» **EXERCISE BRIEF**
Write out the data that follows exactly, keeping every picture out.
── INPUT ──
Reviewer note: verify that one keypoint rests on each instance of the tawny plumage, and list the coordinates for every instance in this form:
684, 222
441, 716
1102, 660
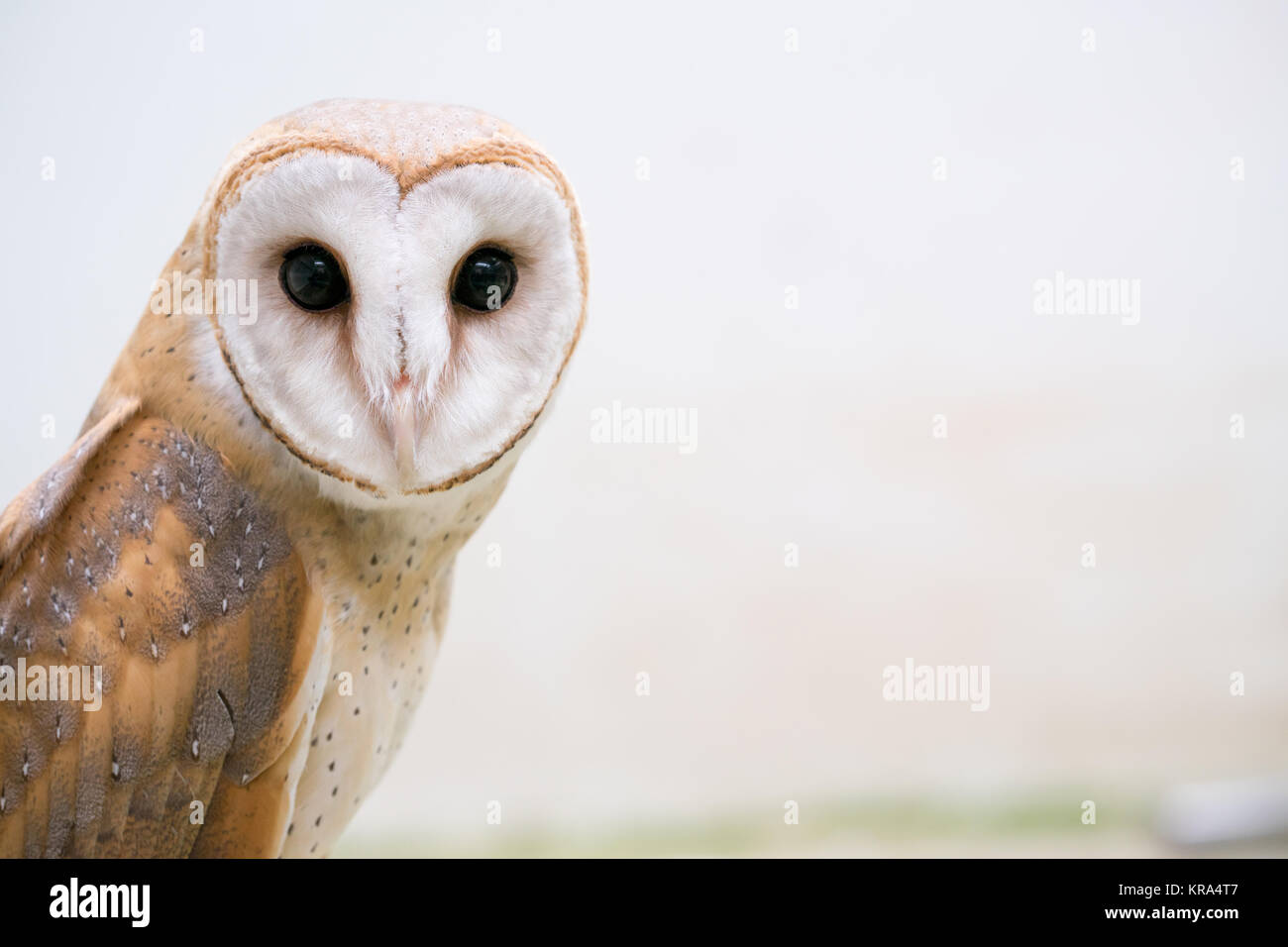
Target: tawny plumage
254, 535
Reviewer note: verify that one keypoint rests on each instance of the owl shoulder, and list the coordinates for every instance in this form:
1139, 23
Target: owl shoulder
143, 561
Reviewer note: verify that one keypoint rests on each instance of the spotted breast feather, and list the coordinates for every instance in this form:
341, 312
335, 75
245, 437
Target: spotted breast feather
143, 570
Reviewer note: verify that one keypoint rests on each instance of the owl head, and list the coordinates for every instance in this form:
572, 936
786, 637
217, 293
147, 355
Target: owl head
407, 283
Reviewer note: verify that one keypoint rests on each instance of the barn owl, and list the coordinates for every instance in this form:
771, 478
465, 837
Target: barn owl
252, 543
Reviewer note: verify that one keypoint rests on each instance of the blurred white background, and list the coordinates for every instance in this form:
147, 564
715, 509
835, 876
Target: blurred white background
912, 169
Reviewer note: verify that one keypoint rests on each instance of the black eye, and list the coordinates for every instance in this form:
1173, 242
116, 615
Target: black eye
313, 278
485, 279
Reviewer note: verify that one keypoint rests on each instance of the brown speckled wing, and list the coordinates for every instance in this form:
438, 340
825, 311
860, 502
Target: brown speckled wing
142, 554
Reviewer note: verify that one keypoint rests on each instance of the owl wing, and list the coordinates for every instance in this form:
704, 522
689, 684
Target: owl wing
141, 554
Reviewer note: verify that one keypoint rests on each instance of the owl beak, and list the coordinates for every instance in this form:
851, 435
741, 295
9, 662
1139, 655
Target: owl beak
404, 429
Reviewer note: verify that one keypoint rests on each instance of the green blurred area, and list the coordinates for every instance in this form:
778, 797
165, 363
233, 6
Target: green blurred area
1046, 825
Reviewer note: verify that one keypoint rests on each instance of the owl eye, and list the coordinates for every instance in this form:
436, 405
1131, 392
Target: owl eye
───
» **OUTPUT OF THE TASK**
Reviewer note: verify that one keypoint rests on each instance of the tawny plumage, and list the coordinates for every instance in this form:
684, 222
441, 716
1102, 660
Target: tawny plumage
254, 535
Reviewer note: verify that one keypoint rests on each instance of the owl shoulder, and list the coordinates for every instance in this form:
1139, 23
Target: owl shoulder
143, 561
Reviewer note: verify that one keypoint rests on each instance of the spotted breast feather, and list the coordinates for every instance in this form:
341, 312
335, 75
245, 437
Target: spotted breast feather
143, 570
Reviewer note: verify that one keypoint rests on each instance of the owl head, and list the coordinates for every instance in this form:
572, 936
786, 637
217, 293
147, 355
Target: owl head
407, 283
Reviewer note: verify that one keypoint rests on each instance of the barn owl, and list the coordinates for every instance in this form:
771, 478
465, 837
Target: barn owl
252, 543
Reviewer note: verify that one keypoint rests on each instance of the blurred white background, and list the coordinates for every instance in this form:
147, 564
715, 509
835, 876
Target: blurred white background
912, 169
Reviewer note: verify that one keypoint rests on each instance of the black eye, and list the coordinates for every instance in this form:
1173, 242
116, 615
Target: black eye
313, 278
485, 279
Reviewer note: verify that one keypoint rests on each instance of the brown speckled wing, and list the coordinates for every instance in this form:
438, 340
825, 311
860, 502
Target: brown speckled wing
142, 554
Reviewer note: verify that one keypoint rests on each instance of the owl wing, and list the coordinates for every instance in this form:
704, 522
689, 684
Target: owl wing
141, 554
Reviewer note: verify that one keypoint rests on each instance of the owl beak, and list the coordinates for every instance in this form:
851, 435
741, 295
9, 662
1139, 655
Target: owl beak
404, 429
Reviewer note: verify that one keypoint rests on each instance of the green blurred area, and list the coordinates for every instance in this form:
778, 797
165, 363
233, 6
Target: green blurred area
1046, 825
Reviewer note: verify that one keypoint rests on each instance of the owl eye, and list the coordinates for every instance in this form:
436, 405
1131, 392
Target: owl eye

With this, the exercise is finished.